----- Dataset excerpts

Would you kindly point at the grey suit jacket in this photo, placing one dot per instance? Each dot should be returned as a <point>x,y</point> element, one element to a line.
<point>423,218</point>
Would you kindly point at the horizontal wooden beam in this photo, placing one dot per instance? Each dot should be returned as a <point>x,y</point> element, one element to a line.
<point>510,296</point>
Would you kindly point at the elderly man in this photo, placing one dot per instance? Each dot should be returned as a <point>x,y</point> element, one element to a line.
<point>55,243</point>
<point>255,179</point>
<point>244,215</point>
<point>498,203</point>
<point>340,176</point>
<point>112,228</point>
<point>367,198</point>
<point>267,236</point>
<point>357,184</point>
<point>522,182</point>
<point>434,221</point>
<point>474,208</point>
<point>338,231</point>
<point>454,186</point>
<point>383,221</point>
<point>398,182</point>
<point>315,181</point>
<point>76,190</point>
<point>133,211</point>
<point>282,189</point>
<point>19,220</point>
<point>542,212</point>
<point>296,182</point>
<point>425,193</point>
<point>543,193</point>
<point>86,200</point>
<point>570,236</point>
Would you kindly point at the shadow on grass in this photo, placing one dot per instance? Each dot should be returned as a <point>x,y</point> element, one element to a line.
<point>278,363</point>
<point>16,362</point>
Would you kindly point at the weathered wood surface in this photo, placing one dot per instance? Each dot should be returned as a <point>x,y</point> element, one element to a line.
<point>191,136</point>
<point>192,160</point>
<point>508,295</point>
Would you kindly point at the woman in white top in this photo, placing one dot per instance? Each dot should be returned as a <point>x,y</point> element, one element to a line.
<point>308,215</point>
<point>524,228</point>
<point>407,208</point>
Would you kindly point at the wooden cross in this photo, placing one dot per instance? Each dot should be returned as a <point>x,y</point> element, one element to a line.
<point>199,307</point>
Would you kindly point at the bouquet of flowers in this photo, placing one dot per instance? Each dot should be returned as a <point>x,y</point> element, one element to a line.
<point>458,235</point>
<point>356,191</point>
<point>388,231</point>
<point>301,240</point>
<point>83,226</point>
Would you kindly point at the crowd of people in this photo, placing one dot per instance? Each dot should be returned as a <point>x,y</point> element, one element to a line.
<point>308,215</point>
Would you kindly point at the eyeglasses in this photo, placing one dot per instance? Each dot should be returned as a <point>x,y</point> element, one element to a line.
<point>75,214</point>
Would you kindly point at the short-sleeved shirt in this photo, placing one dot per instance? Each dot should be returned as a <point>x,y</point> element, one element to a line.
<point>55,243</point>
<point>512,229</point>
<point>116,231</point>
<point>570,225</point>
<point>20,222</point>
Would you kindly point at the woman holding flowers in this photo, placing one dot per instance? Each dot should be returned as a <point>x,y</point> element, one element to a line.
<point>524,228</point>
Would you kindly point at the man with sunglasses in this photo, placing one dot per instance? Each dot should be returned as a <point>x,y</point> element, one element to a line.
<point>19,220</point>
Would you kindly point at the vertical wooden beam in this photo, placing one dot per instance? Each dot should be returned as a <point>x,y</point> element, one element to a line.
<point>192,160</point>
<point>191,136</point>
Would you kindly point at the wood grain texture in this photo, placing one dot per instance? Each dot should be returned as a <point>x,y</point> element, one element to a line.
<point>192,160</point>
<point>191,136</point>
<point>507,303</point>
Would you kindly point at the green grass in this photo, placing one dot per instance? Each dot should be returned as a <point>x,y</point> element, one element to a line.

----------

**Given instruction**. Rewrite everything from the line containing "Would you kindly point at the shadow" down to the line containing "<point>16,362</point>", swapping "shadow on grass" for "shaded patch of lawn" and leaving all else as it stands. Return only those lines.

**The reply**.
Would you kindly point at the shaded patch of lawn in this photo, placing one dot per instance? Each dot should be returned as a <point>x,y</point> element, one element to a line.
<point>278,363</point>
<point>16,362</point>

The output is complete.